───── Recorded data
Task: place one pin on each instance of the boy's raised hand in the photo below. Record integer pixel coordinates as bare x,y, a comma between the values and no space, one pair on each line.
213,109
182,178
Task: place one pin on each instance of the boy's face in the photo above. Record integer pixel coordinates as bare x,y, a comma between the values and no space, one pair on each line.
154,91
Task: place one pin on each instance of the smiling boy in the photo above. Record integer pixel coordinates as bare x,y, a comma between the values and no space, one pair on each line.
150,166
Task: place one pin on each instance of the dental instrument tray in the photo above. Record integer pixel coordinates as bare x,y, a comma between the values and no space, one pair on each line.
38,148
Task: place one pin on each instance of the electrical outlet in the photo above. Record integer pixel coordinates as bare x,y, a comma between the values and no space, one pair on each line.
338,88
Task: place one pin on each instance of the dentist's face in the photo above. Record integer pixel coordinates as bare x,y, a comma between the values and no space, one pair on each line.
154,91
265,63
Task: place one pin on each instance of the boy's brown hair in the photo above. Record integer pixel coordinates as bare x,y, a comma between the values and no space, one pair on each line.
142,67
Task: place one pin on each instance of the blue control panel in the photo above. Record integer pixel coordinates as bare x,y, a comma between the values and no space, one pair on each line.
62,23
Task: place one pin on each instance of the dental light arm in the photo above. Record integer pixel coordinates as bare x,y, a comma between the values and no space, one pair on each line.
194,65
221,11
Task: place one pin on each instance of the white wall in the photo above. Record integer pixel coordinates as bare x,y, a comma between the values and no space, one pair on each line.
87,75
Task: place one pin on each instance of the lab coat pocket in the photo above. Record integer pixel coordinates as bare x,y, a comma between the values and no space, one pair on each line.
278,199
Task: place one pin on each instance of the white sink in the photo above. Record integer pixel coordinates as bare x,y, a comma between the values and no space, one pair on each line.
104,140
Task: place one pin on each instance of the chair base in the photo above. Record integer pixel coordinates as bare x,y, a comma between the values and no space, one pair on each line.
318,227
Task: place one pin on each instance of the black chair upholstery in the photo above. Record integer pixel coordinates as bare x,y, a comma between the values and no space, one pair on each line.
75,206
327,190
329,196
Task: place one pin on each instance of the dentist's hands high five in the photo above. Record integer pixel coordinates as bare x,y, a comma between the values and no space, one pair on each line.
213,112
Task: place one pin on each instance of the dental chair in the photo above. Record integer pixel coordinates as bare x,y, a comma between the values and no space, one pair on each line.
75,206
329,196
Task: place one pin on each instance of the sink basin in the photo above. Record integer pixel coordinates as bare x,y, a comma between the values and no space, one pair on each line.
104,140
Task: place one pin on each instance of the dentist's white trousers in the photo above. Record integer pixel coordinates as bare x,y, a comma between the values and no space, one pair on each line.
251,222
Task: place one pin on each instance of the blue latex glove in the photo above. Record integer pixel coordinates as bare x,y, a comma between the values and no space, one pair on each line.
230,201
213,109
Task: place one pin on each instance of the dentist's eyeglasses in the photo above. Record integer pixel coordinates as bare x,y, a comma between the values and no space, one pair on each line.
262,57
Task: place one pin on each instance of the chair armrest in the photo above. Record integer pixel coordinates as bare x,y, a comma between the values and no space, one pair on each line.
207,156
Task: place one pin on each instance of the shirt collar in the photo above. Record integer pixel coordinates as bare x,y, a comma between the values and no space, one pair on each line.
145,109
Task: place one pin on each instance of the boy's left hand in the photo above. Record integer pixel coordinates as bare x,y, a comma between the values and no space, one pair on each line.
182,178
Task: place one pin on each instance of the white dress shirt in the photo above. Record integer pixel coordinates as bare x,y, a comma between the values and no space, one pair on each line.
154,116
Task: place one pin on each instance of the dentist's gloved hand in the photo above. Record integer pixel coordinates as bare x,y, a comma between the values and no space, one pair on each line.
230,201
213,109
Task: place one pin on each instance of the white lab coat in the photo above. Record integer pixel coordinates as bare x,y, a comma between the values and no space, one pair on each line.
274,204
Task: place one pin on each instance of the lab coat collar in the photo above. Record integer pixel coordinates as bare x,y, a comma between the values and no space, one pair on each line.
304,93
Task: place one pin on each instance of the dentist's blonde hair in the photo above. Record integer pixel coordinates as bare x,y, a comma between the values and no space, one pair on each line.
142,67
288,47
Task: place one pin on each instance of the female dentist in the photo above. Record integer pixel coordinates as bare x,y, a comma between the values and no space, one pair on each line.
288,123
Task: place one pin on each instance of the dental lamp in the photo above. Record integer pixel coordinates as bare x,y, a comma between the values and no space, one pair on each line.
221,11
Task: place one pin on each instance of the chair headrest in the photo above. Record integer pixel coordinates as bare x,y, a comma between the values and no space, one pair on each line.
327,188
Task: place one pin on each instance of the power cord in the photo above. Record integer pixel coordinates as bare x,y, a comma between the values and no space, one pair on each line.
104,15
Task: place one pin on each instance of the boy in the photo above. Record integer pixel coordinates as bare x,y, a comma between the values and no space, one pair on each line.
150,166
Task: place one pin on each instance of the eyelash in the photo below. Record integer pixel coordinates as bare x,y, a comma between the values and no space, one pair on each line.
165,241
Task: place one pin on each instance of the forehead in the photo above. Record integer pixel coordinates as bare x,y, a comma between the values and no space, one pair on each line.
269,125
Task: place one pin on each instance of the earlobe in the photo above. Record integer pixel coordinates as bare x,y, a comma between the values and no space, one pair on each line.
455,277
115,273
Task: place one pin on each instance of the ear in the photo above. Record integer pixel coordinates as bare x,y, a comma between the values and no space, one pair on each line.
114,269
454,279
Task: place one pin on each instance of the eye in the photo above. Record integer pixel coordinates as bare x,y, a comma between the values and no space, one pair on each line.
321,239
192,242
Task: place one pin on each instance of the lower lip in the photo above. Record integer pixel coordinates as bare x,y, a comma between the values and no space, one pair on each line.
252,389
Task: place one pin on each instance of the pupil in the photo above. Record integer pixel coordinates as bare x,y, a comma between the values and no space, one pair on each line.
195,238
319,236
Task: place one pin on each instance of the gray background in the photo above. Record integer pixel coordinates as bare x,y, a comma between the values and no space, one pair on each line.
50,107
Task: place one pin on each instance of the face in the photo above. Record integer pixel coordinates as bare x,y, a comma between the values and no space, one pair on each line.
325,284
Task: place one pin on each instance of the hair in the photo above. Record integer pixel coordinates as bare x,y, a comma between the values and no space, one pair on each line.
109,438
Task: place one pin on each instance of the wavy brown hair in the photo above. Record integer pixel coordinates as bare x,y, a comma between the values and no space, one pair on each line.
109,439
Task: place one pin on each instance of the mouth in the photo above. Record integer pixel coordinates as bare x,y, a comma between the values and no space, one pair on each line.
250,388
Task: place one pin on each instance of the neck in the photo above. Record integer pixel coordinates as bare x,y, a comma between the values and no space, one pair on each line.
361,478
──────────
Set down each entry exactly as it appears above.

→ **Expected output**:
Task: place one pin on each instance of the boy's raised hand in the photo below. Record integer pixel coordinates as bare x,y, a comma between the values and no space, one pair on each line.
213,109
182,178
Task: place one pin on each instance of the boy's face in the photo above. Record integer pixel coordinates as bare x,y, a comma between the values and no space, one pair on each line.
154,91
Task: place one pin on each instance of the smiling boy in the photo above. Record integer pixel coordinates as bare x,y, a comma between the values and no space, one pair on each line.
150,166
Task: place one pin on each instance of the dental instrument tray in the photo above. Record integer pixel coordinates as bare x,y, a comma between the values and no space, one pair on each line.
38,148
Task: place one pin on each instance of the electrical outlet in the photo above. Record integer pixel coordinates as bare x,y, a comma between the values and no space, one pair on each line.
338,88
Task: place one pin on each instance of the dentist's face in the photo above. Record integer pixel coordinates as bare x,y, a comma between the values and no space, one pair on each line.
154,91
265,63
Task: place one pin on each instance of the boy's brown hair in the photo above. Record integer pixel coordinates as bare x,y, a comma between the values and no space, one pair on each line.
142,67
Task: place one pin on each instance of the blue control panel in the photo above. Record integer pixel coordinates as bare x,y, a comma between the values and no space, one pair on each line.
62,23
Task: place one pin on each instance of the dental light arm in the photo above. Record integer pixel coordinates as bare x,y, a comma between the values and no space, one pair on each line.
194,65
221,11
Task: place one pin on each instance of the white wall in the photo above. Record integer pixel coordinates as bare x,y, a comma between the values and no space, one pair on each line.
87,75
Task: place one pin on each instance of the lab coat pocket in the photo above. Record integer pixel coordinates as bare x,y, a comma between the values and no space, one pair on each line.
278,199
Task: place one pin on each instance of the white sink in the photo above. Record integer pixel coordinates as bare x,y, a comma between the values and no space, one pair on each line.
104,140
Task: place one pin on each instance of the chair base in the photo above. Record integer pixel coordinates as bare x,y, a comma between the values and no space, one pair on each line.
318,227
Task: place one pin on each instance of the black chair upholstery in the photo above. Record integer pixel coordinates as bare x,y, a comma between the values and no space, one pair on each line.
75,206
327,190
329,196
Task: place one pin on each instance of the dentist's hands high five in the photo above. Record integer pixel coordinates as bare x,y, a comma between the values and no space, one pair on each line.
213,112
Task: place one pin on each instance of the dental chair in the photo above. Record integer pixel coordinates as bare x,y, a comma between the values and no space, one pair on each line.
75,206
329,196
Task: place one pin on each instance of the sink basin in the photo above. Record integer pixel coordinates as bare x,y, a comma between the values and no space, one pair on each line.
104,140
Task: place one pin on each instance of the dentist's white trousers in the photo above. Record integer pixel coordinates as bare x,y, a comma between the values and no space, one pair on each line.
251,222
Task: place one pin on each instance of the blue latex glove in the photo above. Record integer pixel coordinates as bare x,y, a comma between the values and no space, one pair on each line.
230,201
213,109
Task: place one pin on each instance of the dentist's eyeglasses in the photo above. Record integer pixel coordinates as bare x,y, a comma between the values and no space, one pair on each line.
262,57
Task: place one pin on each instance of the chair armrest in the photo above. Record integer pixel coordinates as bare x,y, a comma between the values and no space, one pair on each line.
207,156
Task: place one pin on each instance of the shirt collar in the photo above. Record integer pixel coordinates as bare x,y, a comma between the values and no space, one pair on each line.
145,109
Task: place one pin on each instance of the boy's left hand in the photo above. Record integer pixel coordinates as bare x,y, a comma between the values and no space, one pair on each line.
182,178
Task: place one pin on each instance of the white dress shirt in the photo above. Record integer pixel coordinates as bare x,y, a comma between the values and no space, one pair on each line.
154,116
Task: place one pin on each instance of the dentist's gloved hand in the photo above. Record integer pixel coordinates as bare x,y, a comma between the values and no space, one pair on each line.
230,201
213,109
Task: place one pin on each instance of the white lab coat in the photo above. Record integer pixel coordinates as bare x,y, a comma between the values and no space, one pair on each line.
274,204
Task: place one pin on each instance of the lab coat collar in the photo above. Record integer pixel coordinates as bare x,y, a comma between the values and no space, one pair on each line.
304,93
Task: place one pin on each instance of the dentist's blonde hair in the photo above. Record integer pixel coordinates as bare x,y, a comma between the values and no space, one pair on each line.
142,67
288,47
Task: place one pin on each instance of the female dentist in the photo above. Record integer pixel coordinates as bare x,y, a comma between the values and no space, one pair on each line.
288,123
Task: place one pin on each instance of the dental lamp in the photo above. Record integer pixel coordinates as bare x,y, a comma between the values and no space, one pair on each line.
221,11
Task: place one pin on each instance of the chair headrest in the photo above. Record integer pixel coordinates as bare x,y, a comma between the values and no space, one pair on each line.
327,188
Task: place one pin on each instance of the power cord in the photo above. Record integer pixel coordinates as bare x,y, a comma between the values and no space, one pair on each line.
104,15
Task: place one pin on each instance of the boy in the photo above. Record integer pixel coordinates as bare x,y, a comma between the values and no space, one pair on each line.
150,166
Task: place one pin on each instance of the eyelash in the photo below. Record integer pixel coordinates as bare x,y, a comma between the values and no space, one pair on each line.
165,241
Task: place one pin on each instance of the forehead in the photo above. Record integer pixel coordinates as bare x,y, a comma between the values and no space, one pair on each line.
269,125
Task: place one pin on each instance of the earlobe in the photo above. Record integer pixel coordinates as bare x,y, a comma between the values and no space, one pair on each line.
455,277
115,273
Task: place one pin on each instance of the ear in the photo above. Record integer pixel coordinates as bare x,y, a comma between the values and no space, one pair on each line.
114,269
454,279
Task: place one pin on each instance of the eye in the photo above. Record integer pixel coordinates as bare x,y, a comma between the values and no space, one pair on each line.
321,239
192,242
Task: place one pin on each instance of the lower lip in the photo above. Record integer pixel coordinates as bare x,y, a comma between the values and no space, one pair on each line.
252,389
Task: place one pin on each instance of the pupil in the photo above. Record integer pixel coordinates as bare x,y, a comma between the values and no space, one pair on each line.
195,238
319,236
Task: place one pin on each instance of the gray background in the photo above. Record integer pixel coordinates as bare x,y, a comma between the values and no space, one pair on each line.
50,107
Task: place one pin on each instance of the face in the photo above. Record integer pixel coordinates as bare x,y, a comma between the values and no space, one pair on each line.
325,284
Task: place one pin on each instance of the hair in the photo above. Record integer pixel coordinates as bare x,y, a comma between the values and no space, one pair on each line.
109,438
Task: place one pin on each instance of the wavy brown hair in the photo above. Record integer pixel coordinates as bare x,y, a comma between the values and no space, one pair on each line.
109,439
Task: place one pin on each instance of the mouth in the photo above. Record integer pixel coordinates as bare x,y, a comma between the values and no space, one pair on each line.
250,388
Task: place one pin on each instance of the neck in the photo above. Record integer pixel coordinates as bare x,y, a comma between the values and no space, one pair on each line.
361,478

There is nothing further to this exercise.